SET PROBLEM: Update the listing below by replacing each "Pins" with "Marks" and keeping everything else unchanged. Leave the pictures out of your answer.

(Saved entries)
##########

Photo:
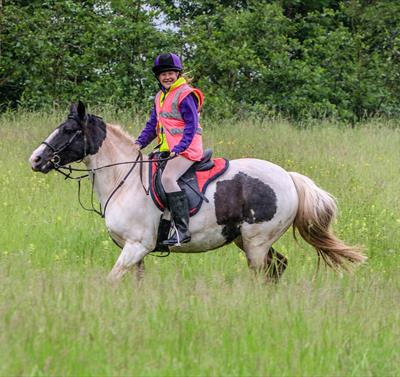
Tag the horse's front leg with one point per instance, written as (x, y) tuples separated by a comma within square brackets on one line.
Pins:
[(132, 254)]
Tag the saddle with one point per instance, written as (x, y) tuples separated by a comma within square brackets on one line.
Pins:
[(194, 182)]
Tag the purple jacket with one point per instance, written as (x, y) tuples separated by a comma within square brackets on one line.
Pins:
[(188, 110)]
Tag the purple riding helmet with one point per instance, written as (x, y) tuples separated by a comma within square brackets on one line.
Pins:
[(167, 62)]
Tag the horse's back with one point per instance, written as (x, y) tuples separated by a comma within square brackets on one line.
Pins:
[(253, 196), (262, 183)]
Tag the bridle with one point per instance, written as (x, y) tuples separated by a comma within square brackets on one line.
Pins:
[(55, 159), (67, 170)]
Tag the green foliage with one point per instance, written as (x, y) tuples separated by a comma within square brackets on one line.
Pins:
[(302, 59), (204, 314)]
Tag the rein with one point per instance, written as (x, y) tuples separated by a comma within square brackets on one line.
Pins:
[(139, 160)]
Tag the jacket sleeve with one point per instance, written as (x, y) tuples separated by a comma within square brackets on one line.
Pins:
[(188, 110), (149, 132)]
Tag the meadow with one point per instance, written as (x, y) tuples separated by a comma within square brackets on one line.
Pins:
[(206, 314)]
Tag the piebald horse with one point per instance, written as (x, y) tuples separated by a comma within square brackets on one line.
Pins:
[(252, 204)]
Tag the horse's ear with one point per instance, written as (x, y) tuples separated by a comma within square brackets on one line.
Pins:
[(81, 110), (73, 109)]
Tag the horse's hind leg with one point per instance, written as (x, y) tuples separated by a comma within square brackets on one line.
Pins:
[(262, 257), (275, 264)]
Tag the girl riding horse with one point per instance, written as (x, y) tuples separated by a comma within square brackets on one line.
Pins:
[(175, 121)]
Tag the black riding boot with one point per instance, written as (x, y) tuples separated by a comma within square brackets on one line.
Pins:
[(179, 208)]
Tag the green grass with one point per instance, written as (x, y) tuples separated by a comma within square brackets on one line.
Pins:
[(201, 314)]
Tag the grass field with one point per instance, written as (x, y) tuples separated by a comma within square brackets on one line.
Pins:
[(201, 315)]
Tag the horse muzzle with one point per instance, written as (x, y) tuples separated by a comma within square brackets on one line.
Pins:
[(40, 164)]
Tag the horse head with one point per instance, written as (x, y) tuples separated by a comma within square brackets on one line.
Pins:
[(78, 136)]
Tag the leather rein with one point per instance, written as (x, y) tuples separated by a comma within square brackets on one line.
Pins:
[(67, 170)]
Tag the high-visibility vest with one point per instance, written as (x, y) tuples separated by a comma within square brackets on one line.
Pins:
[(170, 124)]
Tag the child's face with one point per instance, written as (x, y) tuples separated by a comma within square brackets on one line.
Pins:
[(168, 78)]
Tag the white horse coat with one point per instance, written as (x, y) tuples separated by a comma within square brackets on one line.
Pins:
[(253, 203)]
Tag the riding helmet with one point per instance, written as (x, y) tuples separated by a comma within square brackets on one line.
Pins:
[(167, 62)]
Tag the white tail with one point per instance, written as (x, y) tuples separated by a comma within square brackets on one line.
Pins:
[(316, 212)]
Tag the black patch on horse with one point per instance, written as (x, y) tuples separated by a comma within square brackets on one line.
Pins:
[(243, 199)]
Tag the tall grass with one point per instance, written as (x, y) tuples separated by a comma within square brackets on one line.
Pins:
[(201, 314)]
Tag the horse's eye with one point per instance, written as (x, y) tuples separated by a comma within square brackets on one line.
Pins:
[(68, 130)]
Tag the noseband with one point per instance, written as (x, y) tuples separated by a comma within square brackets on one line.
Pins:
[(56, 159)]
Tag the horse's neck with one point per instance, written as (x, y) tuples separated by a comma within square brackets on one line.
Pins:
[(117, 147)]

##########

CORRECT RESULT:
Photo:
Tag the horse's front leg with one point per instance, written as (x, y) tuples separated by a comma within square brackets on one line.
Marks:
[(132, 254)]
Tag the saddle with one point per instance, written as (x, y) tuples separated by a comma within square brackets on one line.
Marks:
[(194, 182)]
Tag the purple jacket with one point per instance, written as (x, y) tuples separated by a comma within square brackets on one line.
Marks:
[(188, 110)]
Tag the purple riding helmet with one point per instance, written as (x, y) tuples separated by a comma within square brackets on one line.
Marks:
[(167, 62)]
Tag the horse's back with one point per instance, written as (x, y) tuples separated by a comma within square brackets on one line.
Marks:
[(253, 196), (262, 183)]
Tag the bridle with one point per instance, written as (x, y) tuples separated by a comma within square brackets on one line.
Marks:
[(55, 159), (67, 170)]
Tag the green foliage with one point per instance, written as (x, y) tuples separated by a comma within square brackets on one line.
Marks:
[(302, 59), (204, 314)]
Tag the rein with one point per instance, written as (x, y) tuples separated by a comma within square brackets on one line.
Marks:
[(139, 160)]
Tag the jacket sleeve with one point per instance, written as (x, y) tuples separated by a comma within square brackets on one line.
Marks:
[(188, 110), (149, 132)]
Tag the meadow with one point per instance, written as (x, y) tuples separated by a comma within square brackets on one line.
Marks:
[(206, 314)]
Tag the piebald horse with one point per instance, written as (x, y) tuples separated by a comma within square brackets on one line.
Marks:
[(252, 204)]
Tag the horse's ear with one point per instance, written as (x, y) tuples separated by a comma within square brackets on one line.
Marks:
[(81, 110), (73, 109)]
Tag the horse's hind leg with one point per instance, written as (x, y) tuples separated by a comma within square brackets on one line.
Marks:
[(262, 257), (275, 264)]
Tag the girl riding horse with one point per instance, written as (x, y) tuples separated by a comma within square brackets on one line.
Marks:
[(175, 121)]
Tag the black riding boot with one point per instance, written as (x, y) tuples separated by a comma within square brackets on one line.
Marks:
[(179, 208)]
Tag the green grass with one point per instance, written as (x, y) tuples separated by a comma within square brackets on one line.
Marks:
[(201, 314)]
Tag the grass field with one point per instance, written as (x, y) tuples separated by a comma within square brackets on one line.
Marks:
[(201, 315)]
Tag the horse muzzle with one point per instance, written as (x, y) tuples separated by a comma within square brackets on one line.
Marks:
[(40, 164)]
Tag the horse head with one point per instance, written as (x, y) tuples separated by a comma within square brackets on one line.
Marks:
[(78, 136)]
Tag the leather rein with one point per instance, written as (x, y) tuples separated by a comma within square brackets on one line.
Marks:
[(67, 170)]
Tag the high-visibility vest with one point per instance, written as (x, y) tuples separated by a comma within square brackets on one line.
Marks:
[(170, 124)]
Tag the child's face with one point per instance, written as (x, y) tuples separated by a comma within square brackets on one line.
Marks:
[(168, 78)]
Tag the white horse coat with one point per instance, written as (x, y) tuples separated by a comma within square brackets on one line.
Marks:
[(253, 203)]
Tag the riding helmet with one point per instance, written as (x, y) tuples separated by a comma within square brackets on one line.
Marks:
[(167, 62)]
Tag the white tail with one point per instance, written as (x, y) tuples separated by a comma within square brackets on one line.
Marks:
[(316, 212)]
Tag the black patch on horse with one point per instance, written as (x, y) tuples separated by a comma within square brackets on one line.
Marks:
[(243, 199)]
Tag the tall grass with one point per instance, written as (x, y) tuples separated by a comma within square brackets on one line.
Marks:
[(201, 314)]
Tag the horse's eye with one point per instance, written as (x, y) tuples separated by a comma within square brackets on one line.
Marks:
[(68, 130)]
Tag the noseband with one point per instance, written as (x, y) tuples separated by a comma within square brackets on one line.
Marks:
[(56, 159)]
Tag the horse's neck with one point per instance, written as (x, y) tuples separated by a comma within square brackets on one line.
Marks:
[(117, 147)]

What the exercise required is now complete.